§ **WORK TO COMPLETE**:
Would you repeat, exactly as given, the line with "Locate the beige" and every line after it to the end of the entries?

§ **DATA FOR THE TASK**:
──────────
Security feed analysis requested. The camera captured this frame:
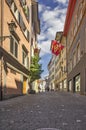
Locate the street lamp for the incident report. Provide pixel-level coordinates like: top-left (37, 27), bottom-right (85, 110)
top-left (0, 20), bottom-right (16, 101)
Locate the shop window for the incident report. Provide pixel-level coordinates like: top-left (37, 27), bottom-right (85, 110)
top-left (74, 74), bottom-right (80, 92)
top-left (68, 80), bottom-right (72, 91)
top-left (60, 82), bottom-right (62, 90)
top-left (64, 79), bottom-right (67, 90)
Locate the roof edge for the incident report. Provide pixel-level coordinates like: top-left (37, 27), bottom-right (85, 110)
top-left (63, 0), bottom-right (76, 36)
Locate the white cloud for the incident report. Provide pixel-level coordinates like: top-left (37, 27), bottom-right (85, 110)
top-left (53, 0), bottom-right (67, 4)
top-left (38, 4), bottom-right (67, 57)
top-left (38, 4), bottom-right (51, 13)
top-left (38, 34), bottom-right (46, 41)
top-left (38, 4), bottom-right (44, 13)
top-left (38, 40), bottom-right (51, 57)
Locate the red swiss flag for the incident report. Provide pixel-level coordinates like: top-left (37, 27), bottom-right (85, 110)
top-left (51, 40), bottom-right (64, 56)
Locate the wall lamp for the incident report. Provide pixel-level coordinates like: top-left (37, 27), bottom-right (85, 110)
top-left (0, 20), bottom-right (16, 42)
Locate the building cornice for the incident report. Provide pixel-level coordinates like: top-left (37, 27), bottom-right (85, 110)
top-left (0, 47), bottom-right (30, 76)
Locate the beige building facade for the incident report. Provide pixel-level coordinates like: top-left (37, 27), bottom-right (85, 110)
top-left (54, 32), bottom-right (67, 91)
top-left (0, 0), bottom-right (40, 100)
top-left (48, 56), bottom-right (55, 91)
top-left (48, 31), bottom-right (67, 92)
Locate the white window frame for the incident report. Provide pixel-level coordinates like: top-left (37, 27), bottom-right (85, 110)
top-left (10, 35), bottom-right (18, 58)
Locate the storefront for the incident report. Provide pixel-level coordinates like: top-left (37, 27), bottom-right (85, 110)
top-left (74, 74), bottom-right (80, 92)
top-left (59, 82), bottom-right (62, 90)
top-left (63, 79), bottom-right (67, 91)
top-left (68, 80), bottom-right (72, 92)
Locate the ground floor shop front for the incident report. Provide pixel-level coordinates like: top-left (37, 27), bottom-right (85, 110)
──────────
§ **EXERCISE SOLUTION**:
Locate the beige building facade for the incident report. Provide pixel-level coordinates like: top-left (37, 27), bottom-right (85, 110)
top-left (54, 32), bottom-right (67, 91)
top-left (0, 0), bottom-right (40, 100)
top-left (48, 56), bottom-right (55, 91)
top-left (48, 31), bottom-right (67, 92)
Locate the white window frame for the incident report. Provide pixel-level coordinates like: top-left (37, 27), bottom-right (85, 110)
top-left (10, 35), bottom-right (18, 58)
Locate the storefront for the incident report. Provide pixel-level coordinates like: top-left (37, 27), bottom-right (85, 110)
top-left (74, 74), bottom-right (80, 92)
top-left (59, 82), bottom-right (62, 90)
top-left (63, 79), bottom-right (67, 91)
top-left (68, 80), bottom-right (72, 92)
Locate the ground floor shop front for the incident report. Provide pixel-level coordinates like: top-left (37, 27), bottom-right (85, 110)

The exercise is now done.